Work task:
Give the entries again, precisely as they were written.

Extracted data:
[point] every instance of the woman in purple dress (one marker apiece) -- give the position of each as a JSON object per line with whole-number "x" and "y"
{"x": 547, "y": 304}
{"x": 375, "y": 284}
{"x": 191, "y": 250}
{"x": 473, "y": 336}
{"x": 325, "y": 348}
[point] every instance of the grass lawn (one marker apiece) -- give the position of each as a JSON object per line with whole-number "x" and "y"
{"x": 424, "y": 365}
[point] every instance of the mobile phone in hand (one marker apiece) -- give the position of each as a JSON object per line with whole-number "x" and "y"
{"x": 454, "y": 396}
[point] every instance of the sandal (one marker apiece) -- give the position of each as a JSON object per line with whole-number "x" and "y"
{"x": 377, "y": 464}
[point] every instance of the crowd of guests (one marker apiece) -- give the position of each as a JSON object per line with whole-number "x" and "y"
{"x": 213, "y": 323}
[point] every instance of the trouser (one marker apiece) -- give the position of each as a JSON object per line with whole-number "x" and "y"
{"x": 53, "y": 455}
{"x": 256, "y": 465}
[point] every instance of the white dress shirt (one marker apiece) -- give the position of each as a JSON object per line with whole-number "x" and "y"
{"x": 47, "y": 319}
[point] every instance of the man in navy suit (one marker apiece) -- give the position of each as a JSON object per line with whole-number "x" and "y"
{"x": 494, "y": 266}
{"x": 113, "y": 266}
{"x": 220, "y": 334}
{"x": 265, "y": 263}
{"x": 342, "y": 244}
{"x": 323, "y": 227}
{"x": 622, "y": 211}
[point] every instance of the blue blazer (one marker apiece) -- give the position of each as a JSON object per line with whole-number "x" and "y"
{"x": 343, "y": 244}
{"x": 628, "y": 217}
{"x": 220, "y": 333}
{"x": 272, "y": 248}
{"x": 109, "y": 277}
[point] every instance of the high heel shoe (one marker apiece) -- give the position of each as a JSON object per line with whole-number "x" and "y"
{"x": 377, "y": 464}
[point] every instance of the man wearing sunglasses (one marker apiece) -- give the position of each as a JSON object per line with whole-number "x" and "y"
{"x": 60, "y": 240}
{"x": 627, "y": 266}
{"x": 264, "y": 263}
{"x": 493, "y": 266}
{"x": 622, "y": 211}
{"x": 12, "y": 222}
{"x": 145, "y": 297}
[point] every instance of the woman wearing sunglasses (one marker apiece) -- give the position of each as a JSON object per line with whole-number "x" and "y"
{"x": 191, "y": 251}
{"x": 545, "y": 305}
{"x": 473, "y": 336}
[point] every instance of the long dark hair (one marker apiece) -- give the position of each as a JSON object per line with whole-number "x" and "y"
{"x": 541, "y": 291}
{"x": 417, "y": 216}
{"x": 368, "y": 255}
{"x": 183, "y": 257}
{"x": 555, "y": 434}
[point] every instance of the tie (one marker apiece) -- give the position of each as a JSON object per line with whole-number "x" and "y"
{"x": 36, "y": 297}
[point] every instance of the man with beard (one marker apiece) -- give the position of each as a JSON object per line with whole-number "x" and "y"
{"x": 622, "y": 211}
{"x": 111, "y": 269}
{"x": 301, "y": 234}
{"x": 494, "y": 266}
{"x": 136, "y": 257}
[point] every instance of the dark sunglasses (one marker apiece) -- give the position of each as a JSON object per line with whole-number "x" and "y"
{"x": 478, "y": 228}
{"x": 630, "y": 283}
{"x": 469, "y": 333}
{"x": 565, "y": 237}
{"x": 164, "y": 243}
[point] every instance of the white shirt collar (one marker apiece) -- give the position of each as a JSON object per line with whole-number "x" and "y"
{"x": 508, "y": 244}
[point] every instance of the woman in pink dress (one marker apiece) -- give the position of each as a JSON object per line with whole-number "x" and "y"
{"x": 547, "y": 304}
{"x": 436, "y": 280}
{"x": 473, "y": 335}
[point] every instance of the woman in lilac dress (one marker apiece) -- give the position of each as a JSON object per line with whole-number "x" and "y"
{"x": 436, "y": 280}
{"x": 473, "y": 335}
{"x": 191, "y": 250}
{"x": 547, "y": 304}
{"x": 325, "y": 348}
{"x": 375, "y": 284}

Answer box:
[point] every instance of the woman in purple dress (one marker apiece) -- give the position of each as a JSON object per line with whole-number "x" and "y"
{"x": 547, "y": 304}
{"x": 375, "y": 284}
{"x": 191, "y": 250}
{"x": 473, "y": 336}
{"x": 325, "y": 348}
[point] every instance of the grass lawn (one marker apiece) -- give the position of each as a JSON object per line with whole-number "x" and "y"
{"x": 424, "y": 365}
[point] every instance of the mobile phone in hand (one marker apiece) -- give the position of each as a JSON object per line with whole-number "x" and "y"
{"x": 454, "y": 396}
[point] every instance of the sandal (one marker apiece) -- give the position of each as a JSON object per line with whole-number "x" and "y"
{"x": 377, "y": 464}
[point] every instance of the crowd of guests (one marker apiece) -- give the position of each as a JSON object per line with whole-number "x" and "y"
{"x": 213, "y": 323}
[point] every instance of the trouser (one marker apiece) -- give the position of each as a JSON object per line with whole-number "x" and "y"
{"x": 53, "y": 455}
{"x": 256, "y": 465}
[point] every instance of the white dress shirt (one marker apiece) -- give the position of each as a JSON object per line with whole-number "x" and "y"
{"x": 47, "y": 319}
[point] every instance of the man in navy suit (one marker apiece) -- give the position of each as a JSON object per line with whole-number "x" and "y"
{"x": 494, "y": 266}
{"x": 113, "y": 266}
{"x": 220, "y": 334}
{"x": 265, "y": 263}
{"x": 342, "y": 244}
{"x": 323, "y": 227}
{"x": 622, "y": 211}
[point] every instance of the blue blazer (one marker apiece) -- give the position of each as a JSON object per line with whole-number "x" and "y"
{"x": 343, "y": 244}
{"x": 628, "y": 217}
{"x": 220, "y": 333}
{"x": 272, "y": 248}
{"x": 109, "y": 277}
[point] every instance of the high heel shoe (one marker apiece) -- give the position of each as a JSON object per line with whole-number "x" and "y"
{"x": 377, "y": 464}
[point] every instance of the man wearing sunglasses (one marker apiece) -- give the position of each as a JSON object per line with whole-number "x" and "y"
{"x": 60, "y": 240}
{"x": 627, "y": 266}
{"x": 264, "y": 263}
{"x": 493, "y": 266}
{"x": 622, "y": 211}
{"x": 12, "y": 222}
{"x": 145, "y": 297}
[point] every instance of the woman wearing sunglasses (one marker apiece) -- give the position of each as a JSON object per line with whole-number "x" and "y"
{"x": 191, "y": 251}
{"x": 545, "y": 305}
{"x": 473, "y": 336}
[point] every instance of the long dark hair (one marker apiece) -- give the position of each as a JSON object per line with whole-number "x" and "y"
{"x": 541, "y": 291}
{"x": 417, "y": 216}
{"x": 368, "y": 255}
{"x": 183, "y": 257}
{"x": 555, "y": 434}
[point] every instance of the tie (one marker apiece) -- give the position of each as a JSON object per line with whole-number "x" and "y"
{"x": 36, "y": 297}
[point] every instance of the man with beard (one marker apiece) -- give the position of each as a JSON object per line with whole-number "x" and "y"
{"x": 622, "y": 211}
{"x": 111, "y": 269}
{"x": 301, "y": 234}
{"x": 494, "y": 266}
{"x": 136, "y": 257}
[point] every instance of the dark sunglasses (one marker apiece) -- give the position of each as a JSON object per line with whole-number "x" and "y"
{"x": 478, "y": 228}
{"x": 630, "y": 283}
{"x": 469, "y": 333}
{"x": 565, "y": 237}
{"x": 164, "y": 243}
[point] every instance of the white shirt collar (one marker apiece) -- give the position of each as a JSON object per line with whole-number "x" and "y"
{"x": 508, "y": 244}
[point] every instance of the woman in pink dress (one marker apiece) -- give the position of each as a JSON object per line with whole-number "x" and "y"
{"x": 547, "y": 304}
{"x": 436, "y": 280}
{"x": 473, "y": 335}
[point] every instance of the woman in lilac dress (one marker apiece) -- give the position of each as a JSON object per line with whole-number "x" and "y"
{"x": 436, "y": 280}
{"x": 473, "y": 335}
{"x": 191, "y": 250}
{"x": 547, "y": 304}
{"x": 325, "y": 348}
{"x": 375, "y": 284}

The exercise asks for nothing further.